[Point labeling dataset excerpts]
::::::
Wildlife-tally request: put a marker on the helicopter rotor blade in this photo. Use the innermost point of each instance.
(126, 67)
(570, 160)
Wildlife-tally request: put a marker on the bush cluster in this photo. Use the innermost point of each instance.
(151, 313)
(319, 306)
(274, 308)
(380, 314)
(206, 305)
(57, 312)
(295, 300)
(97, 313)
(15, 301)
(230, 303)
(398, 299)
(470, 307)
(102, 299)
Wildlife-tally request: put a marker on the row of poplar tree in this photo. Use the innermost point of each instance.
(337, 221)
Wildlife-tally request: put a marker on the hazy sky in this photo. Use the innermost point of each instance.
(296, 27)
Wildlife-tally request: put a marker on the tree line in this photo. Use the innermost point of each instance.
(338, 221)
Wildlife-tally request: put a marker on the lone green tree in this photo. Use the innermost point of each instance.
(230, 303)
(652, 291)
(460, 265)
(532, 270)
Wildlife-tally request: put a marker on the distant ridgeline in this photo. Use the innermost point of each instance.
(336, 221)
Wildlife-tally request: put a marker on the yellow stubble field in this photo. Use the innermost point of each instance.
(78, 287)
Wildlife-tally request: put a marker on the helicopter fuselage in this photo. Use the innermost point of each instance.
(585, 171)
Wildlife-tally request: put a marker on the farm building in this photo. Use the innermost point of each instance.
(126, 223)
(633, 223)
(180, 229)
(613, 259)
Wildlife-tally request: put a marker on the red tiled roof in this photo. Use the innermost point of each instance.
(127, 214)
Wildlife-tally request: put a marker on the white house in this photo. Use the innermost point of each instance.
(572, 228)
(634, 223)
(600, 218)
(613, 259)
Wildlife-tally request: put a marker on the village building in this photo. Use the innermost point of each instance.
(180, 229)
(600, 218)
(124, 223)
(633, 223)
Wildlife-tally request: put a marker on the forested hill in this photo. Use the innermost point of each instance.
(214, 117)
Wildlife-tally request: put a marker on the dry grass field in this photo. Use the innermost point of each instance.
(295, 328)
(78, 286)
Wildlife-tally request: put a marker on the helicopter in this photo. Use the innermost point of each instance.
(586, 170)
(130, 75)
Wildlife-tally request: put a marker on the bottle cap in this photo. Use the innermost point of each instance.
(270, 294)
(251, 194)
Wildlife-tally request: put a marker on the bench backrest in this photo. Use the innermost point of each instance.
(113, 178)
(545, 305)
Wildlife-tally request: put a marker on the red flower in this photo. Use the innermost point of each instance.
::::::
_Task prompt_: Extract each entry in full and write it down exactly.

_The result_:
Wildlife-tally request: put a marker on the helicopter rotor blade in this photo. Use the innermost point of each instance.
(126, 67)
(570, 160)
Wildlife-tally request: put a marker on the bush cluster in this photo. Use the innermost point of each instance.
(151, 313)
(319, 306)
(274, 308)
(380, 314)
(206, 305)
(57, 312)
(295, 300)
(97, 313)
(15, 301)
(230, 303)
(398, 299)
(470, 307)
(102, 299)
Wildlife-tally request: put a marker on the row of poplar tree in this photo. Use the innermost point of each instance.
(337, 221)
Wildlife-tally request: put a marker on the hazy sky in this photo. Use the innermost point of each instance.
(296, 27)
Wildlife-tally request: put a marker on the tree line in this photo. Use the innermost point of each instance.
(338, 221)
Wildlife-tally request: put a marker on the lone green tree in this photo. Use the innermost point of each instance.
(230, 303)
(652, 291)
(460, 265)
(532, 270)
Wildlife-tally request: put a marker on the distant ridgeline in this photo. Use the innermost point of each instance.
(336, 221)
Wildlife-tally request: put a marker on the yellow stubble field in this photo. Use the innermost point of each instance.
(78, 287)
Wildlife-tally request: put a marker on the helicopter fuselage in this photo. Use the innermost point of each instance.
(585, 171)
Wildlife-tally request: put a marker on the farm building in this photo. Use the innermost point of each instance.
(126, 223)
(633, 223)
(180, 229)
(613, 259)
Wildlife-tally request: put a marker on the red tiled roof in this photo. Use the innermost point of each instance.
(127, 214)
Wildlife-tally request: put a marker on the white house in this photo. Use the innermost point of each instance.
(572, 228)
(634, 223)
(600, 218)
(613, 259)
Wildlife-tally request: put a marker on the village building in this photo. Use the innermost point of each instance.
(180, 229)
(600, 218)
(124, 223)
(633, 223)
Wildlife-tally request: put a marker on the forested hill in this photo. Use the innermost point of each instance.
(214, 117)
Wildlife-tally request: put a marker on the dry grass field in this photo. Use the innermost point of each instance.
(295, 328)
(78, 286)
Wildlife-tally request: put a marker on the helicopter in this photo. Use the innermost point of each instance.
(586, 170)
(130, 75)
Wildlife-tally request: put a marker on the bottle cap in this photo. Use the innermost point of each instance.
(270, 294)
(251, 194)
Wildlife-tally request: put a marker on the bench backrest in this photo. Use the innermost point of each instance.
(113, 178)
(545, 305)
Wildlife-tally request: put a marker on the red flower in this photo. Use the innermost point of each instance.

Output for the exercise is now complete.